** begin Material provided **

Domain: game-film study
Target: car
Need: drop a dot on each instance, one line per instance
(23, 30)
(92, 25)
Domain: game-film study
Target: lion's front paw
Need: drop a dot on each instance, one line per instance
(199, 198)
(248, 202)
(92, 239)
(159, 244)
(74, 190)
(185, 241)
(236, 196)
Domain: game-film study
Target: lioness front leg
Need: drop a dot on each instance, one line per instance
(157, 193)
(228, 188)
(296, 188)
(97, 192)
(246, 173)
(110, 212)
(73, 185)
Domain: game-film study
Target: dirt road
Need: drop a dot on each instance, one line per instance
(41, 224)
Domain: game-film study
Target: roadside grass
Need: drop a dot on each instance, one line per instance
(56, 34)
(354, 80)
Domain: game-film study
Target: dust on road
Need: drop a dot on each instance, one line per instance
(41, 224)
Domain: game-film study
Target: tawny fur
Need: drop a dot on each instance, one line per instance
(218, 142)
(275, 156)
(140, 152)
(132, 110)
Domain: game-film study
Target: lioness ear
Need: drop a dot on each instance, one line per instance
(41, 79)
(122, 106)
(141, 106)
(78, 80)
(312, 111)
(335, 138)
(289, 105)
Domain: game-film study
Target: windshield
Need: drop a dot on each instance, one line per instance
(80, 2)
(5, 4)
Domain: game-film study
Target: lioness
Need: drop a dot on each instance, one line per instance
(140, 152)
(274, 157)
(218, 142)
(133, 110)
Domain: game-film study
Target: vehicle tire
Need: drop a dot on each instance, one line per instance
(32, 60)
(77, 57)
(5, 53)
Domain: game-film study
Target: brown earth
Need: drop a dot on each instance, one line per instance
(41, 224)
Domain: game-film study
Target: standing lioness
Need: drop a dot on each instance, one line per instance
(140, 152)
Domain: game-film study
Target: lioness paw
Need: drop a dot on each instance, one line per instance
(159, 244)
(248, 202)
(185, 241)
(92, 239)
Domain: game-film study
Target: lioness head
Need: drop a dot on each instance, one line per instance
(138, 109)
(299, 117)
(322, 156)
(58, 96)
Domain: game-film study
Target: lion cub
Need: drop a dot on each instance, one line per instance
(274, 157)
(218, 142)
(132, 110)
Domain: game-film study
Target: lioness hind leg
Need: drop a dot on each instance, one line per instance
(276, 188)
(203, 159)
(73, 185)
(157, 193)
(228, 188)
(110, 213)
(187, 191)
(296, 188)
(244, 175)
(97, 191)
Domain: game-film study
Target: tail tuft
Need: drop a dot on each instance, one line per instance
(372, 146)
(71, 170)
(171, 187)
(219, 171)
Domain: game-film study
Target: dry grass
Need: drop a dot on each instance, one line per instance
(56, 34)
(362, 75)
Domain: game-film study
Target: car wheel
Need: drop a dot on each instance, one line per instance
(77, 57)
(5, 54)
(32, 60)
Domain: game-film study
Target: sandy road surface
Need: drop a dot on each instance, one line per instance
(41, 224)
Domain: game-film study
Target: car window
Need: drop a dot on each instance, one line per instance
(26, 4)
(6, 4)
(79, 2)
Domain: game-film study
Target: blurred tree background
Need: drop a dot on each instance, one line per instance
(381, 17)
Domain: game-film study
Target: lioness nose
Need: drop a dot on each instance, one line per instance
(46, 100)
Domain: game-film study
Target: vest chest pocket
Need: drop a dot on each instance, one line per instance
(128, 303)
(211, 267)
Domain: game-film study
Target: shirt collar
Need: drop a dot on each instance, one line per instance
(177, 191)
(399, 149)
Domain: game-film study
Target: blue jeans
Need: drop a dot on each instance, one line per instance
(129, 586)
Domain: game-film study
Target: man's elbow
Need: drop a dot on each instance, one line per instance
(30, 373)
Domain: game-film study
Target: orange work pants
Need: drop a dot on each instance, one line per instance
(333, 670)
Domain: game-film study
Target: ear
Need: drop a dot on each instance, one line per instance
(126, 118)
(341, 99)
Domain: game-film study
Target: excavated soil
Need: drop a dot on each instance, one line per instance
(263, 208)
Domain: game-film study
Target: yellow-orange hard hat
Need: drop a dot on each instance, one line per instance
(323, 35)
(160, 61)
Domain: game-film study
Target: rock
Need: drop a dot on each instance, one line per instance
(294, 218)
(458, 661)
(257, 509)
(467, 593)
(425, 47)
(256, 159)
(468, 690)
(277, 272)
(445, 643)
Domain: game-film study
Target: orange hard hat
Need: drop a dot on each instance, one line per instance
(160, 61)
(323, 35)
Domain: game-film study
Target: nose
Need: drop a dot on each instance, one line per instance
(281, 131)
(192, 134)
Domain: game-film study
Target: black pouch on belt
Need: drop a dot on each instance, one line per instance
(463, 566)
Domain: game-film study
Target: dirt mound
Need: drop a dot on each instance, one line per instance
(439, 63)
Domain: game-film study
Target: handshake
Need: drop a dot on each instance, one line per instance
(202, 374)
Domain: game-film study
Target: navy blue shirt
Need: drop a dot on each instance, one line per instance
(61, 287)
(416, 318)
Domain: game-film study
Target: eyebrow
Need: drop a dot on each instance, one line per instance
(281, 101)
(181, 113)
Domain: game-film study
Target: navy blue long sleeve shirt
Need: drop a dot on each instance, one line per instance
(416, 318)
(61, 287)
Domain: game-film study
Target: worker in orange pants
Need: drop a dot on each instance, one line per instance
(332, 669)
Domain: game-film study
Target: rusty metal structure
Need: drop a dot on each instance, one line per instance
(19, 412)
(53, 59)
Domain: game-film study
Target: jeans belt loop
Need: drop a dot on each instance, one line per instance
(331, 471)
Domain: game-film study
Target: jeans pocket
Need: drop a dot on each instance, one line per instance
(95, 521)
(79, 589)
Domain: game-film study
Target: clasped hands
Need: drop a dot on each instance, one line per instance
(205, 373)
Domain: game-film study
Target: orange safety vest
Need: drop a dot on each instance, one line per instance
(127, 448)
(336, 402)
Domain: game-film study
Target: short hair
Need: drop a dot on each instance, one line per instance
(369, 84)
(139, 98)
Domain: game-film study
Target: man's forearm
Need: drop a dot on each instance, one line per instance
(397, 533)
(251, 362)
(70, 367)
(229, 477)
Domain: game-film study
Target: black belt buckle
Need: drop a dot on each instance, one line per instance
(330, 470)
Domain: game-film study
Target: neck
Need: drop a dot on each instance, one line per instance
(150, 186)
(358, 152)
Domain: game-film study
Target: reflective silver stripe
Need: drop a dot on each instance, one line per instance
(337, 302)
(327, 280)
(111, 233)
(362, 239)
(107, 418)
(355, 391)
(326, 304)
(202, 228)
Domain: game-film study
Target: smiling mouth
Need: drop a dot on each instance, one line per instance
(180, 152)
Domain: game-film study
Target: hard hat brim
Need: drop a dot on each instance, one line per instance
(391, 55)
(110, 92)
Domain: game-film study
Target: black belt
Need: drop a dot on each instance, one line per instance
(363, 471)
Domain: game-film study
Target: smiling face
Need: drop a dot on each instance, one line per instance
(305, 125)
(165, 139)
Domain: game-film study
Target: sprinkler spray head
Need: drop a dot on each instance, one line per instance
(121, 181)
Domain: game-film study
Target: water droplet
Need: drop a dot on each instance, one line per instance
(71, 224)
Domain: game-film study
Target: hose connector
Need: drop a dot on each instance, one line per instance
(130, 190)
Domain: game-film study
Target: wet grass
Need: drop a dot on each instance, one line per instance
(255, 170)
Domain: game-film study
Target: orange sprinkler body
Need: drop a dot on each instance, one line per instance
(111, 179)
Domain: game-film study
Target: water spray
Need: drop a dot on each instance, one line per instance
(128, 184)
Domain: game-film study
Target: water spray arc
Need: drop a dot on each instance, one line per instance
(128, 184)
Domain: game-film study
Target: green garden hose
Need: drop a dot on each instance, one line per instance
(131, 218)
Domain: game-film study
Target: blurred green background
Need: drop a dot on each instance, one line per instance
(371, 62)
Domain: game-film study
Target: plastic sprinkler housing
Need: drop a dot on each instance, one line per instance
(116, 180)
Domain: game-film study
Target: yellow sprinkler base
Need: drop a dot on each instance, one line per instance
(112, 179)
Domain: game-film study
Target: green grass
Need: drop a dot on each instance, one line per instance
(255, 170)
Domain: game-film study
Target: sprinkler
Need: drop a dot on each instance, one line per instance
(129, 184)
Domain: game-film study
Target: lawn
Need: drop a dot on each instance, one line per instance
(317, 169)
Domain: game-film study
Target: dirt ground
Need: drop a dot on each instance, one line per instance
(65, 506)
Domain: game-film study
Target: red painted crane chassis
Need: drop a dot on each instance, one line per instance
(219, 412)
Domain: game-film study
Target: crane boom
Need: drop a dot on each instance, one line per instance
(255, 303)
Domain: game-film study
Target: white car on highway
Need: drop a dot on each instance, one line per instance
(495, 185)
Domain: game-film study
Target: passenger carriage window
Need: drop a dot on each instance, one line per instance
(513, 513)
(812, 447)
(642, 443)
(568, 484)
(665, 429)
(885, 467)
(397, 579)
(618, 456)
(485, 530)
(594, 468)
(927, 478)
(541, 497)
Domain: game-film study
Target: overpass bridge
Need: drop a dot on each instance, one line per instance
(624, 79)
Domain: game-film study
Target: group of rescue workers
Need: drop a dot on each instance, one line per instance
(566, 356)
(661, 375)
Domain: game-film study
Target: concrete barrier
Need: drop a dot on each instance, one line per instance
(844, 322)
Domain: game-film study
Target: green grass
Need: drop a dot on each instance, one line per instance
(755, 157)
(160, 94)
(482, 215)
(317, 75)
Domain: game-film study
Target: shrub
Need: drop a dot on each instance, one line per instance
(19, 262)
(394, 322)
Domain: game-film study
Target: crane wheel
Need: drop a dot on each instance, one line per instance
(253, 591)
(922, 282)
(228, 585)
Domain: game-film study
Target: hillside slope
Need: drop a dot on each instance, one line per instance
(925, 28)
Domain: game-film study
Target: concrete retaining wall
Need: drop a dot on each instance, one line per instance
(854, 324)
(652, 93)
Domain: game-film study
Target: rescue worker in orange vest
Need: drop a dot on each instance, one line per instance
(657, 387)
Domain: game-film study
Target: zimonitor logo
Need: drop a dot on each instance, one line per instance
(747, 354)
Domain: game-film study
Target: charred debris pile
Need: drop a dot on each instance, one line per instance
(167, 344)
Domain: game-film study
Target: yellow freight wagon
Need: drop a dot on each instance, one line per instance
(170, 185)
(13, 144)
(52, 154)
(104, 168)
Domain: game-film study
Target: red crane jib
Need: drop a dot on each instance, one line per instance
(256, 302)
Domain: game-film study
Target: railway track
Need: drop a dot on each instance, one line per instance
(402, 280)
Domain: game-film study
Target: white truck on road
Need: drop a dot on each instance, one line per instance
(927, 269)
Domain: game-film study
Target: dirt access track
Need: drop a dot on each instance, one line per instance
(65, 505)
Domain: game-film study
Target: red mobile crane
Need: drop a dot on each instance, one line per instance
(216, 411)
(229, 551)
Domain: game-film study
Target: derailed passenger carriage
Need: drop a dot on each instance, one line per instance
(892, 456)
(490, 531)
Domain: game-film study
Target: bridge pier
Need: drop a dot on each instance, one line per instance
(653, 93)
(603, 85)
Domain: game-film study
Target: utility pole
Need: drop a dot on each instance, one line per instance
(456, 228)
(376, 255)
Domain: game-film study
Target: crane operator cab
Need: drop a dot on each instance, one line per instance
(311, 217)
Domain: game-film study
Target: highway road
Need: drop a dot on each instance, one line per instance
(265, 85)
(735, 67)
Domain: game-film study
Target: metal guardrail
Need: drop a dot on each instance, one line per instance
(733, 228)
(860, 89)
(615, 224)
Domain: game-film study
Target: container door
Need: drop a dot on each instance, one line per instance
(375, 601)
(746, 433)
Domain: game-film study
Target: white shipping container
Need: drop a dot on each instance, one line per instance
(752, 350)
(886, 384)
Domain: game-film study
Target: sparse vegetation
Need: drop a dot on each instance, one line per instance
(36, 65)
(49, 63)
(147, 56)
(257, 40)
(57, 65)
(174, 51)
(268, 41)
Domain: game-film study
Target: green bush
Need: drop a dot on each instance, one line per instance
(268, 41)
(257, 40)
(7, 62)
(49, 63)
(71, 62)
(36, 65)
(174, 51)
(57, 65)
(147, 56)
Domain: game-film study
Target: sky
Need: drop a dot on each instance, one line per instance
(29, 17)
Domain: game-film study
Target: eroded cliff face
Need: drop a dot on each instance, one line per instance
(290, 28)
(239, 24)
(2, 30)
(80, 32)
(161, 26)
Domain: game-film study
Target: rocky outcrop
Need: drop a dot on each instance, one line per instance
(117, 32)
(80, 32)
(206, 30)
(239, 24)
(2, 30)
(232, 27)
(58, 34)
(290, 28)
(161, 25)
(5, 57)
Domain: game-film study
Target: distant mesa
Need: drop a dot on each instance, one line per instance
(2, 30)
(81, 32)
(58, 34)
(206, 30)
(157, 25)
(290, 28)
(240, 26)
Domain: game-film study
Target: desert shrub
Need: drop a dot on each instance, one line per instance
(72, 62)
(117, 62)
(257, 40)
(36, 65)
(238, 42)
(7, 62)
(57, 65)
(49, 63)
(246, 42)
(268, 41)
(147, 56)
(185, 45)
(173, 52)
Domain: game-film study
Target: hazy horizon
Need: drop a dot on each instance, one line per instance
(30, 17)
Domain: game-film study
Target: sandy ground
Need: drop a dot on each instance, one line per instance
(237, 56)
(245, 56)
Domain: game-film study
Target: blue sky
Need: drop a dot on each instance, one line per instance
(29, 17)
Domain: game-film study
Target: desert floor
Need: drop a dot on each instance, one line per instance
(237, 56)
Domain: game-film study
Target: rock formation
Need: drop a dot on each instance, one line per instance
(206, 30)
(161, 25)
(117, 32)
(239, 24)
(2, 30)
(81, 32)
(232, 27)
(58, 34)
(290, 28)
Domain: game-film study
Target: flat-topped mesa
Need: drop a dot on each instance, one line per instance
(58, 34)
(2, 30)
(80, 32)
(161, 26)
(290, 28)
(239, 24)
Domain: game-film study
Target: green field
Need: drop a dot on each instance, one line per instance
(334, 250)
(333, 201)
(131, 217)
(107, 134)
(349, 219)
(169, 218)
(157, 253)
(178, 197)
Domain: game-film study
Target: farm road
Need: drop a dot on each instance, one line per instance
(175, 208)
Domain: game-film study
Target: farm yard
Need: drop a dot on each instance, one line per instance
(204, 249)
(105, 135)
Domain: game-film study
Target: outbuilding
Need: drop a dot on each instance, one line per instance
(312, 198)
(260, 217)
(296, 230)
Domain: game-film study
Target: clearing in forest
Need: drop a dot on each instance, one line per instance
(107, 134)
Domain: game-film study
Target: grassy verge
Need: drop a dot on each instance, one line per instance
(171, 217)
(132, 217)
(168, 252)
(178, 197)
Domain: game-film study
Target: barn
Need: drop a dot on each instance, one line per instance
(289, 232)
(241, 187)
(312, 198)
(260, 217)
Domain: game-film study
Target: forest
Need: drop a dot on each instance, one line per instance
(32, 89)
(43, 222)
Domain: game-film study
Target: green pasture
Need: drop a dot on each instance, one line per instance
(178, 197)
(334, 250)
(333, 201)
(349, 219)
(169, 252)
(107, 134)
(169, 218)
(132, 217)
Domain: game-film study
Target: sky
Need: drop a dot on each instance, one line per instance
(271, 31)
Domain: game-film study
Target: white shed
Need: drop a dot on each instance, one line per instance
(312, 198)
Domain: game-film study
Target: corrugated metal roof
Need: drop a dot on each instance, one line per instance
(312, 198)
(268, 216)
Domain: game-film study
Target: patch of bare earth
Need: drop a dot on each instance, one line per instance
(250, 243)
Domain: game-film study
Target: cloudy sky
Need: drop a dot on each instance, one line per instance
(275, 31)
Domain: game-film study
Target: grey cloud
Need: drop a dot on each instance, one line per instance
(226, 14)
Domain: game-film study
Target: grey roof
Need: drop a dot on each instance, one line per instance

** end Material provided **

Task details:
Report every line of the records that contains the string "hard", matching case exactly.

Exercise output:
Target: yellow-orange hard hat
Target: orange hard hat
Target: hard hat brim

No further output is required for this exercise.